> [Excerpted text]:
+-------+
Open bubbles (or open pores) are chains of closed bubbles which have connected to each other and extend to the external free surface. When a closed bubble-i becomes an open porosity, it is transformed into bubble-4i. When the fuel matrix swelling due to the closed bubbles reaches the threshold value, it is assumed that a certain fraction of the bubbles become interconnected and release their gas into the free volume (i.e., they become open porosity). Open porosity bubbles are assumed not to exist until the threshold gas swelling, 10%, has been reached. Once the threshold has been reached, it is assumed that 1% of the closed bubbles create the open porosity network and gas release begins to take place.

9.2.3.1. Governing Equations

The mechanistic model consists of a set of equations for gas atoms in the fuel matrix, closed bubbles, open porosity and released gas to the interconnected porosity, and constitutive models for several reactions such as gas bubble nucleation, gas diffusion coefficients, bubble coalescence, etc.

Total fuel swelling is due to gas bubbles, open porosity, and solid fission products. The solid fission product swelling rate is set to 1.5%/ at% burnup. The total swelling is given as follows:

(9.2-36)\[ S_{0} = {\frac{\Delta V }{V_{0}} = N_{b1}V}_{1} + N_{b2}V_{2} + N_{b3}V_{3} + {N_{b4 1}V}_{1} + {N_{b42}V}_{2} + {N_{b43}V}_{3} + 0.015 \times bu\]

where Bu is the burnup (at %), \(S_{0}\) is the total fuel swelling (-) with respect to initial volume, \(V_{0}\) (\(m^{3}\)),\(\ N_{bi}\) is the density of closed bubble-i in the matrix (bubble/\(m^{3}\)),\(\ N_{b4i}\) is the density of porosity of type-i in matrix (bubble/\(m^{3}\)), and\(\ V_{i}\) is the volume of bubble-i (\(m^{3}\)/bubble-i).
+-------+
> [Data shown]:
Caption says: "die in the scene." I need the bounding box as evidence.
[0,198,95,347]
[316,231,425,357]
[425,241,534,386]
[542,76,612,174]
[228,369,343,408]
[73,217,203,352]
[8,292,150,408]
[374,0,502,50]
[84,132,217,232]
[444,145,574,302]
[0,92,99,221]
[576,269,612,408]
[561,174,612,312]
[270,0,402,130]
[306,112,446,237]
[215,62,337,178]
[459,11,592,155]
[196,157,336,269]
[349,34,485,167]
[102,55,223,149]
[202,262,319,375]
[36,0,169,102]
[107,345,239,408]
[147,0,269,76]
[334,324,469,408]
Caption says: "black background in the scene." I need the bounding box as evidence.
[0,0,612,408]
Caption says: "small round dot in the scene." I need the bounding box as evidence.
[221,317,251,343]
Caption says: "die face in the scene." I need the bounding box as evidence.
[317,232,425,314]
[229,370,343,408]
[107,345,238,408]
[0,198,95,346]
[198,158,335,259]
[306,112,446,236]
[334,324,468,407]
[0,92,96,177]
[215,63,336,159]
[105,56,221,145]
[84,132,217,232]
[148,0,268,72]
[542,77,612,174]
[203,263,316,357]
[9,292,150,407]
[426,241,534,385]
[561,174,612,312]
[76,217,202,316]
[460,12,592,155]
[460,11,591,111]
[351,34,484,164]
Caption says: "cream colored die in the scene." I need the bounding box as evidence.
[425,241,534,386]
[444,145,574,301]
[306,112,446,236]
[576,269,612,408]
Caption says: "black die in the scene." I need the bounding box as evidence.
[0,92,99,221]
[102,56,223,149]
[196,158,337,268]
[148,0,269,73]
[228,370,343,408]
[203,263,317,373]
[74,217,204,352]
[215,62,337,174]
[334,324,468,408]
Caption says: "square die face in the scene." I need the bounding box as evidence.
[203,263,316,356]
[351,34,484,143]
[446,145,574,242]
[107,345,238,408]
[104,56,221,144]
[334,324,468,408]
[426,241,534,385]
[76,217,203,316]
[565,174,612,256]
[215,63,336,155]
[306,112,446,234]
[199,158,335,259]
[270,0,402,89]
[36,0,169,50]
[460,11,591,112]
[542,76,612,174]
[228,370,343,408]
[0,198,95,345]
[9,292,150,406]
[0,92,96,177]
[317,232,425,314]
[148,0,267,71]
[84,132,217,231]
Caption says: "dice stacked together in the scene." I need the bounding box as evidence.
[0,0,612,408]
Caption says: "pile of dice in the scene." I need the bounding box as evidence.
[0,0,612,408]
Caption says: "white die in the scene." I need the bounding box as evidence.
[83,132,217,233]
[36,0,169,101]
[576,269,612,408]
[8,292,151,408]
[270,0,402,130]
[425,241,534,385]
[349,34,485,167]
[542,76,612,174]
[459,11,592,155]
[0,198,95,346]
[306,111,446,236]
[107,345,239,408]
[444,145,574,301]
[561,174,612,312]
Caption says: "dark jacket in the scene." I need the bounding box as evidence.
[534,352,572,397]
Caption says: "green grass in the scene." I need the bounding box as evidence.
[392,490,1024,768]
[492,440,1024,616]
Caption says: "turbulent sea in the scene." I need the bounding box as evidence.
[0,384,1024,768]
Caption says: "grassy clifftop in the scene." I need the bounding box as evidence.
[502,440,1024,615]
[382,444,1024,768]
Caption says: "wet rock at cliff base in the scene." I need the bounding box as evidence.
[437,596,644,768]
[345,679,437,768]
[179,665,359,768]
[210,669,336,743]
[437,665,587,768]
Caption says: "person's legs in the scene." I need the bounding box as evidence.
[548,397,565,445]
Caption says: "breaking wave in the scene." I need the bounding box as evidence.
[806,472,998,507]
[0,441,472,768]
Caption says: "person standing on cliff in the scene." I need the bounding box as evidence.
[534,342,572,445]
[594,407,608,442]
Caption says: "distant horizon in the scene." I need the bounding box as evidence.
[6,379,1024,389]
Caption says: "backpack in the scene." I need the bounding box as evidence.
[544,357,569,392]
+-------+
> [What is being asked]:
Decide whether each statement below agrees with the fuel swelling text. Answer yes or no for each, and quote the words from the text that settle it.
1. Open porosity bubbles exist before gas swelling reaches 10%.
2. The solid fission product swelling rate is set to 1.5% per at% burnup.
3. After the threshold is reached, 10% of the closed bubbles form the open porosity network.

> [Expected answer]:
1. No: "Open porosity bubbles are assumed not to exist until the threshold gas swelling, 10%, has been reached."
2. Yes: "The solid fission product swelling rate is set to 1.5%/ at% burnup."
3. No: "it is assumed that 1% of the closed bubbles create the open porosity network"